-- Start Available records --
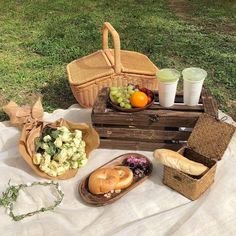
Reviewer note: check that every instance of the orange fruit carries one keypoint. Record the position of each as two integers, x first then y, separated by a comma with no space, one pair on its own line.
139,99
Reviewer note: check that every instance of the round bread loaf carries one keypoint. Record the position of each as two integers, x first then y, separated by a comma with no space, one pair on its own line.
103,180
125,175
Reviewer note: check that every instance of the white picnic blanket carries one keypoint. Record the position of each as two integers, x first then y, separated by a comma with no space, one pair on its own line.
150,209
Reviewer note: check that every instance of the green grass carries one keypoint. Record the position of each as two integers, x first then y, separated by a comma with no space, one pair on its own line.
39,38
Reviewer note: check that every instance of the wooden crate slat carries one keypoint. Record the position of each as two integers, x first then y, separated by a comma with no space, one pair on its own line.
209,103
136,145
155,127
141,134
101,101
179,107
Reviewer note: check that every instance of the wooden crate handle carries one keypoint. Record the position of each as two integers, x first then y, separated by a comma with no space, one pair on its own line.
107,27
-- End Available records --
-- Start Available records --
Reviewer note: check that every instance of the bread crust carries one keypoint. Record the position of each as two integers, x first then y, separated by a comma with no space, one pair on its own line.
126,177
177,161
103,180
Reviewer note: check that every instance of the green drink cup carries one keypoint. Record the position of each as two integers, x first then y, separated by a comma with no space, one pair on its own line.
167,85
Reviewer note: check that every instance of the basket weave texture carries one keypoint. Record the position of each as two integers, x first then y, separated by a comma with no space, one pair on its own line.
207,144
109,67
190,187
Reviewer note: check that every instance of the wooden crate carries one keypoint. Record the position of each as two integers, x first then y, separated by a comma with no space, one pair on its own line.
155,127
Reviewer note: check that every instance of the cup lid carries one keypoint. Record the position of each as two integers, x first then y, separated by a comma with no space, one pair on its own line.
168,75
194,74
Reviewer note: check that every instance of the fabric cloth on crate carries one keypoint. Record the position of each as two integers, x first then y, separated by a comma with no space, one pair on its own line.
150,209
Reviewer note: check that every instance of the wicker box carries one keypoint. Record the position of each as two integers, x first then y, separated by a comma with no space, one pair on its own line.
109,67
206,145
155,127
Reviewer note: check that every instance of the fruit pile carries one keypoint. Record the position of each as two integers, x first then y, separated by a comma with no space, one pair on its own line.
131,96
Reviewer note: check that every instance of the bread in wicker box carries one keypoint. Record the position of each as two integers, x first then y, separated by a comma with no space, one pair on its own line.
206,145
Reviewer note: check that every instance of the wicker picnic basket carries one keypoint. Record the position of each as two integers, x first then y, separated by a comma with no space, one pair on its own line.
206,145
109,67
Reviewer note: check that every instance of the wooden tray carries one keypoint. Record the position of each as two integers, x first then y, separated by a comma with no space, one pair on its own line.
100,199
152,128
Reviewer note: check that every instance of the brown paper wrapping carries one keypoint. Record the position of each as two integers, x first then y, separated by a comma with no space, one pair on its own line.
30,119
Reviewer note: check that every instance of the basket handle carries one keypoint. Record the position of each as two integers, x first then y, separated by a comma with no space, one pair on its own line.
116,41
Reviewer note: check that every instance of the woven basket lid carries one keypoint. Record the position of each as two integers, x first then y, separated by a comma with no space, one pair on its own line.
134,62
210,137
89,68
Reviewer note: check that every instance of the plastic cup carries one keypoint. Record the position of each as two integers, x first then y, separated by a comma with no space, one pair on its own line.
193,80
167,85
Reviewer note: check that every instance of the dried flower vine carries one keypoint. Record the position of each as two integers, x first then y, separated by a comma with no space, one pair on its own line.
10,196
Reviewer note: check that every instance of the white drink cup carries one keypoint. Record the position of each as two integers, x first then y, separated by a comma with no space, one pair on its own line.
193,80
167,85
-- End Available records --
-- Start Available records --
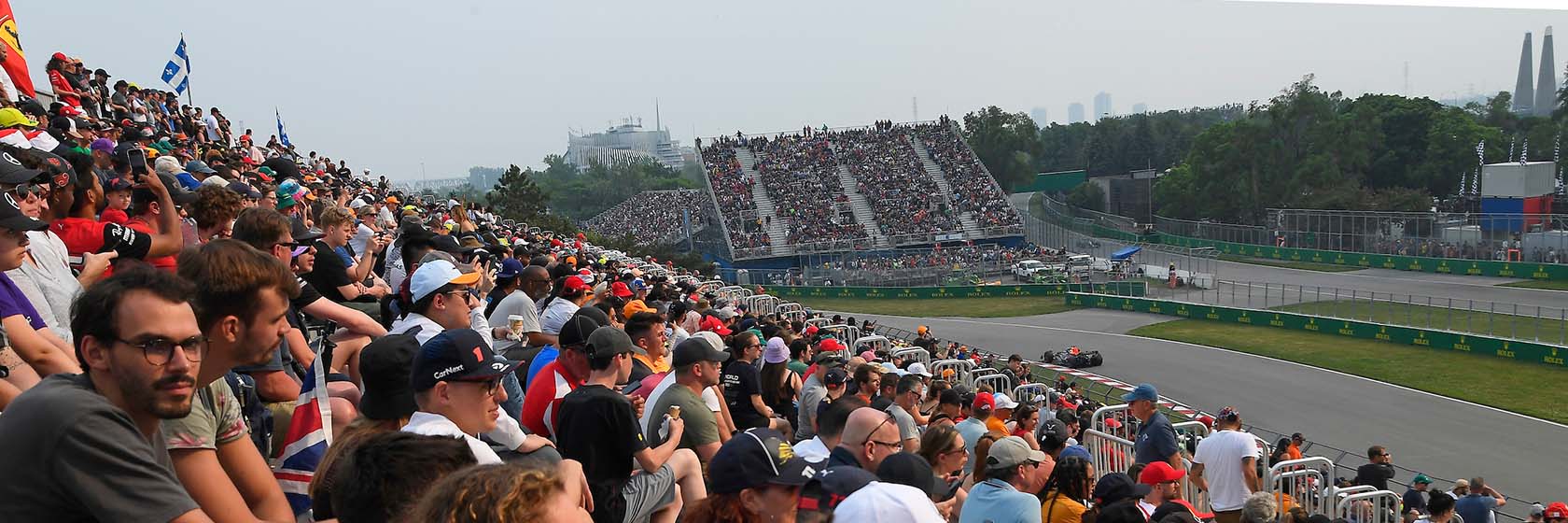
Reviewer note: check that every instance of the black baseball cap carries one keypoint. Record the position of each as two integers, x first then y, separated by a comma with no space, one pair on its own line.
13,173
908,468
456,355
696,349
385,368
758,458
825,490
-- End Available records --
• _Instructions for the task_
Show each line above that contains the string "wicker", matching upper and lower case exactly.

• _Solution below_
Reviewer note: check that every instance of the wicker box carries one keypoint. Record the position of each as two integers, x first then y, separated by a comma with no space, one pair on its own line.
Reviewer note: check that every instance of the bread in wicker box carries one keypoint. Record the position of each as two integers, x first then y, separated by a comma with no space, one pair on its own line.
Reviewer note: check that every instance of the wicker picnic basket carries one keypoint. Record the position of each as two integers, x first then y, separated by a comma with no space, one pair on its own line.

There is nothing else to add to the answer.